• _PROBLEMA ESCRITO 1_
Indica a quién atribuye el pasaje de origen la frase "el gran pensamiento confiere grandeza a la acción".

• _PASAJE DE ORIGEN_
La
intolerable orfandad de poder (II)
SIN
PROMESA CUMPLIDA NO HAY GOBIERNO
Por
Julian Licastro (*)
"Sin estar obligados a cumplir las promesas,
no podemos mantener nuestras identidades...".
Hannah Arendt
La
grandeza o el renunciamiento
Como lo han enseñado siempre los grandes maestros, pertenece
al ser el poder demostrativo de la idea y, con ese poder, el don de
la palabra que la expresa con sentido y sentimiento, vinculando entre
sí a las personas para actuar en común. Así "el
gran pensamiento confiere grandeza a la acción" (Nietzsche),
y las cosas se ponen en marcha siguiendo una iniciativa capaz de orientar
los acontecimientos. Sin esta dimensión espiritual no hay estadismo,
sino una mera ocupación de las posiciones de mando, tan lamentable
como efímera ante el reloj implacable de la historia.

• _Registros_
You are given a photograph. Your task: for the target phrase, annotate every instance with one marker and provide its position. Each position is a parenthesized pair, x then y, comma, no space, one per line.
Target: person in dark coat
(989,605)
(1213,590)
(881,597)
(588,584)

• _PROBLEMA ESCRITO 2_
Actualiza todas las entradas reemplazando "dark coat" por "black coat" y deja todo lo demás igual.

• _RESPUESTA ESCRITA 1_
A Nietzsche.

• _RESPUESTA ESCRITA 2_
You are given a photograph. Your task: for the target phrase, annotate every instance with one marker and provide its position. Each position is a parenthesized pair, x then y, comma, no space, one per line.
Target: person in black coat
(989,605)
(1213,590)
(881,597)
(588,584)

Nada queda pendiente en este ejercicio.